Problem set ::
- 1) Answer these from the decorating essay:
(a) Where was the family living when the bathroom was painted Chinese red?
(b) How many times has the bathroom in the current home been wallpapered in the last two years?
(c) What is the name of the salesman at the floor covering store?
- 2) Pick up the decorating essay after its last sentence and keep it going.

Text segment ::
- - - - - - -

To Pergo or Not to Pergo?

By Mary Mendoza

Moving furniture is a hobby with me -- and a horror to my husband. The only place we haven't had the sofa is the bathroom, and that's because it won't fit.

I love decorating and redecorating, arranging and re-arranging. My family worries that my need for constant change is rooted in a deep psychosis. I tell them it could be worse -- I could be a Beanie Baby addict.

I've been obsessed for years. When my classmates in high school were attending football games and proms, I was pouring over Metropolitan Home for decorating tips.

When we lived in Edmonds, I decided I wanted a Chinese red bathroom -- just like one I'd seen in Town and Country. The salesman cautioned me that although adding oil to the paint achieved the vibrant red I wanted, the paint would take a long, long time to dry.

The stuff went on like Wesson oil, but didn't smell as good. I painted the shower-tub walls, too. After several hours I checked to see if it was dry, only to find that the walls were oozing and bubbling, like something out of a horror film. I didn't know what to do, so I slapped on some more paint.

The amazing red paint continued to ooze for months afterward. It made taking a shower very tricky. When I gave up and decided to start over, the paint peeled off in long slithery strips. The few spots where the paint dried had given the walls a severe case of acne. As my grandfather used to say, "It was a mell of a hess."

I never painted again with oils, but branched out to wallpaper. I've wallpapered the bathroom in our home three times in the last two years.

The first attempt resulted in a Barnum and Bailey Circus effect- stripes and pink polka dots that sent my sons into gales of laughter. The second wallpaper job, which took me three weeks of backbreaking effort, was a busy floral pattern, sections of which I somehow applied upside down.

Last June I found a lovely Marie Antoinette sort of wallpaper in the bargain-bin at a local store. It reminds me of the ladies restroom at the Hyatt Regency Hotel. I'm seriously thinking of redoing it.

Then there's what I call floor torture. Before I discovered iFLOOR.com, I made endless visits to the local floor covering store, pouring over carpet and vinyl samples until my eyes crossed.

I insist that my sales person become emotionally involved. Holding out a glossy chunk of Congoleum, I said to the salesman, "Larry, do you really think the Brazilian Blue makes the right statement? Isn't the Tahitian Tiki pattern more me? Or should I go with Pergo instead?"

After driving Larry loony for hours, I brought some flooring samples home to torment the family. The last time I took carpet samples to show my mother, she saw me coming, locked the door and pulled the shades.

- - - - - - -

Excerpts from point annotation data
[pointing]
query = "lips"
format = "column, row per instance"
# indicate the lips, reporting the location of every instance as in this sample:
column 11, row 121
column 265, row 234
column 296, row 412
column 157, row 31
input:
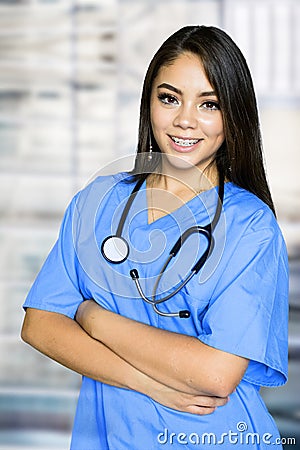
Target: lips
column 183, row 144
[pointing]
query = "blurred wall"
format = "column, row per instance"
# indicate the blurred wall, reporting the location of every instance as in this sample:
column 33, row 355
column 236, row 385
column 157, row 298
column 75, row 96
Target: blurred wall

- - - - - - -

Outputs ::
- 1)
(a) Edmonds
(b) Three times
(c) Larry

- 2)
During my years as a quasi-decorator, I've assembled a loyal group of co-conspirators. There's the window-blind woman at Home Base, the brave customer service reps at iFLOOR.com, the paint man at Ace, all the clerks at every Sears in two counties, and a bunch of little shops where I didn't give my real name. I admire the patience and resilience of sales people who have come in contact with me, Hurricane Mary.

For example, when I swept into a local design center recently and announced, "I'm thinking of a Danish-Japanese-Italian Modern look with overtones of Victorian Country for the living room," only a couple of the sales people dove for cover.

When I was looking for wallpaper last June, I revisited the scene of my stormy carpet and vinyl purchase. I asked for my favorite salesman, Larry. I was told that he'd been in the intensive care unit since my last visit, but the doctor said the prognosis is good if he finds a different line of work -- like alligator wrestling.

My next decorating scheme, which I haven't told my husband about, is to have him move our antique piano, (it only weighs a thousand pounds or so), into the kitchen. I'm so bored with that dumb old refrigerator and stove. It's definitely time to make a few changes around here!

Biographical Sketch - Mary Mendoza

Madcap Mary Mendoza, formerly known as Hurricane Mary, lives in the Pacific Northwest with her husband, son, three cats and 200,000 Sunset magazines.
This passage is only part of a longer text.